Phrase grounding data
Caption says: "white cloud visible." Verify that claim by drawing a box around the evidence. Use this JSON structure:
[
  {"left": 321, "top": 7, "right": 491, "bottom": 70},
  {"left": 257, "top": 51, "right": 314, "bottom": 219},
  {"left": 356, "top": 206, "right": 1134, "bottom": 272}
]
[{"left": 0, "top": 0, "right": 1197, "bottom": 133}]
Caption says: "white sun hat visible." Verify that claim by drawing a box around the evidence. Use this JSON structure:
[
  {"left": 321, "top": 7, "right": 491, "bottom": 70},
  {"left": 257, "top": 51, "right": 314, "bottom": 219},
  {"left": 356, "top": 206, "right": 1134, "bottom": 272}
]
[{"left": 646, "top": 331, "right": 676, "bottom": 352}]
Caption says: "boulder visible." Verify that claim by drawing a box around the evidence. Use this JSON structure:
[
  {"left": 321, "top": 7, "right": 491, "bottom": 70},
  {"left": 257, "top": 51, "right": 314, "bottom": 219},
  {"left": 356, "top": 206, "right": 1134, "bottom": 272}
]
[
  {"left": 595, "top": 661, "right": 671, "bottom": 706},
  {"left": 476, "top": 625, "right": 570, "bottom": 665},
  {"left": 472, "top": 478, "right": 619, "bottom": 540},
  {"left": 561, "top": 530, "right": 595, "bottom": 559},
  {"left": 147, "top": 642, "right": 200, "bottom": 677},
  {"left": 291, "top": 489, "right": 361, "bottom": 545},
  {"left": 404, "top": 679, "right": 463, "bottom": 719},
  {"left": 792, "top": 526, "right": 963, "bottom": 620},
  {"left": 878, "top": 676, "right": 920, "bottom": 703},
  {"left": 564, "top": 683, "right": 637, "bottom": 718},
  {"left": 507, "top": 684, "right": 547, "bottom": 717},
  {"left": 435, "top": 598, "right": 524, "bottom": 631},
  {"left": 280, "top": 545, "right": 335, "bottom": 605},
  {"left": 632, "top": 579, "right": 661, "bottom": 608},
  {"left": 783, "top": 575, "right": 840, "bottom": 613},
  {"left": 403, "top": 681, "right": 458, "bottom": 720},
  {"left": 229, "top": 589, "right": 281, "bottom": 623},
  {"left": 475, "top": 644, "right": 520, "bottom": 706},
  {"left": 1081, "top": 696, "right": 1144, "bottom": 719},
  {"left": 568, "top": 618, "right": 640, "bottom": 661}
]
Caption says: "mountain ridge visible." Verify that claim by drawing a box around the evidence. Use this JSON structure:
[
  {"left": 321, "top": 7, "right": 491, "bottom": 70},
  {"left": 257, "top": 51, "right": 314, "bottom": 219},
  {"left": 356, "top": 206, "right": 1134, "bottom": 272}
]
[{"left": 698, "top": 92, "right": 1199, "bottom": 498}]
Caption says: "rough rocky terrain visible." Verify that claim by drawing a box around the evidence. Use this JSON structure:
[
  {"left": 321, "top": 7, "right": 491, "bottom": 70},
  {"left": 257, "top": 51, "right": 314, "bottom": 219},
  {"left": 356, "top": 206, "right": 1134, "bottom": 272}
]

| What you are asked to do |
Recopy all the entries faithfully, leaving none out.

| Task solution |
Caption says: "white cloud visible." Verify that claim by drawing a box around the evidence. Use this JSON structure:
[
  {"left": 321, "top": 7, "right": 491, "bottom": 70},
  {"left": 257, "top": 51, "right": 314, "bottom": 219},
  {"left": 356, "top": 206, "right": 1134, "bottom": 272}
]
[{"left": 0, "top": 0, "right": 1197, "bottom": 133}]
Caption says: "white sun hat visible." Verify that claim by drawing a box around the evidence. Use this JSON structure:
[
  {"left": 321, "top": 7, "right": 491, "bottom": 70},
  {"left": 257, "top": 51, "right": 314, "bottom": 219},
  {"left": 356, "top": 206, "right": 1134, "bottom": 272}
]
[{"left": 646, "top": 331, "right": 676, "bottom": 352}]
Caption says: "boulder visible." Verify that claim by drawing a box around the evidence. Use this JSON structure:
[
  {"left": 321, "top": 7, "right": 491, "bottom": 70},
  {"left": 257, "top": 51, "right": 314, "bottom": 219},
  {"left": 356, "top": 206, "right": 1134, "bottom": 272}
]
[
  {"left": 595, "top": 661, "right": 671, "bottom": 706},
  {"left": 476, "top": 625, "right": 570, "bottom": 665},
  {"left": 472, "top": 478, "right": 619, "bottom": 540},
  {"left": 561, "top": 530, "right": 595, "bottom": 559},
  {"left": 147, "top": 642, "right": 200, "bottom": 677},
  {"left": 291, "top": 489, "right": 361, "bottom": 545},
  {"left": 404, "top": 679, "right": 463, "bottom": 719},
  {"left": 792, "top": 526, "right": 963, "bottom": 620},
  {"left": 878, "top": 676, "right": 920, "bottom": 703},
  {"left": 564, "top": 683, "right": 637, "bottom": 718},
  {"left": 507, "top": 684, "right": 547, "bottom": 717},
  {"left": 435, "top": 598, "right": 524, "bottom": 631},
  {"left": 280, "top": 545, "right": 335, "bottom": 605},
  {"left": 632, "top": 579, "right": 661, "bottom": 608},
  {"left": 783, "top": 575, "right": 840, "bottom": 613},
  {"left": 403, "top": 681, "right": 458, "bottom": 720},
  {"left": 229, "top": 589, "right": 281, "bottom": 623},
  {"left": 475, "top": 644, "right": 520, "bottom": 706},
  {"left": 1081, "top": 696, "right": 1144, "bottom": 719},
  {"left": 568, "top": 618, "right": 640, "bottom": 661}
]
Caption says: "mountain ridge visible." Verify that claim by drawing a box around the evidence. Use this JSON structure:
[
  {"left": 321, "top": 7, "right": 491, "bottom": 70},
  {"left": 257, "top": 51, "right": 314, "bottom": 219},
  {"left": 356, "top": 206, "right": 1134, "bottom": 272}
]
[{"left": 698, "top": 92, "right": 1199, "bottom": 498}]
Caption says: "rough rocky terrain visible." Verify that claim by drawing a box around the evidence. Use this JSON structure:
[
  {"left": 321, "top": 7, "right": 491, "bottom": 70},
  {"left": 257, "top": 51, "right": 314, "bottom": 219},
  {"left": 356, "top": 206, "right": 1134, "bottom": 272}
]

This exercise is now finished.